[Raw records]
(begin)

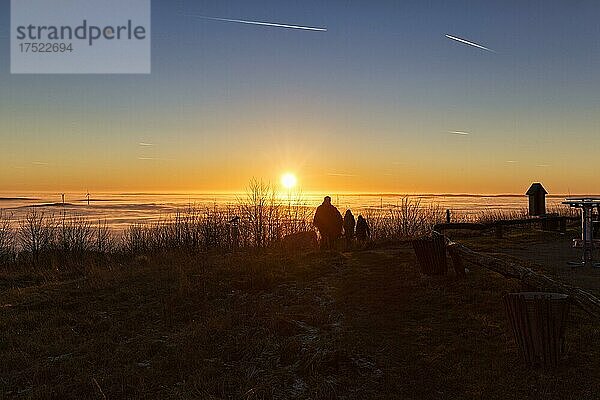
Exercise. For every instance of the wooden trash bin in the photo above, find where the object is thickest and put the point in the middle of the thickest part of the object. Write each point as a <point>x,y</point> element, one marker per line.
<point>538,323</point>
<point>431,255</point>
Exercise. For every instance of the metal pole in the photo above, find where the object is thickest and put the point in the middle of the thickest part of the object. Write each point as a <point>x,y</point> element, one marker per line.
<point>586,232</point>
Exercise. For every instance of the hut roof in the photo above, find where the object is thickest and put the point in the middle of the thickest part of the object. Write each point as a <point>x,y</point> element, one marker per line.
<point>536,188</point>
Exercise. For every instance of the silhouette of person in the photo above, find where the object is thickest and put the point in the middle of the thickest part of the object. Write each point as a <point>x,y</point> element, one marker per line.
<point>349,224</point>
<point>362,229</point>
<point>328,221</point>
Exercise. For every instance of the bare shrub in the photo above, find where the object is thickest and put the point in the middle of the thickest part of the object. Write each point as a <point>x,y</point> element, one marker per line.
<point>408,219</point>
<point>261,218</point>
<point>75,235</point>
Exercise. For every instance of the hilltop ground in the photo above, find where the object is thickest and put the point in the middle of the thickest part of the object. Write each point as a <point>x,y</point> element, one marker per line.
<point>356,325</point>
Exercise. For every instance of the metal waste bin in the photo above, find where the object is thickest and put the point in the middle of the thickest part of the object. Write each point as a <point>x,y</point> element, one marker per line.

(end)

Copy out, word for word, the part of the records that opens with the line containing "Exercise. For every instance of the hut" and runs through the end of the records.

Answer in full:
Exercise. For every instance of the hut roof in the photo above, find where the object is thickest and put the point in the middle of the thickest part of the object. Write each point as a <point>x,y</point> element, one marker per line.
<point>536,188</point>
Exercise. For every instance of the silhouette of person in the photo above, find where the object is thickest and put the point in the middle of the thickest part of the object. Write each point as a <point>x,y</point> element, one marker per line.
<point>349,224</point>
<point>362,229</point>
<point>328,221</point>
Exercise. For every instance of the bare shrub in the photo above, find where the object is thickest and put the point in the middle of the thickest part of the object. Write each point as a <point>x,y</point> element, one marker per line.
<point>408,219</point>
<point>261,218</point>
<point>75,235</point>
Exercise. For every instance of the hilltop ground in the photo above, find where the object is thickest and put the point in the middle of the thickest part of the object. Write each point as a <point>x,y</point> element, one marker per line.
<point>356,325</point>
Exercise. For every instance of the metal waste bin in the photo above, find where the object is thickest and put the point in the middle of the thickest part of the object. Write each point as a <point>x,y</point> element, one marker per line.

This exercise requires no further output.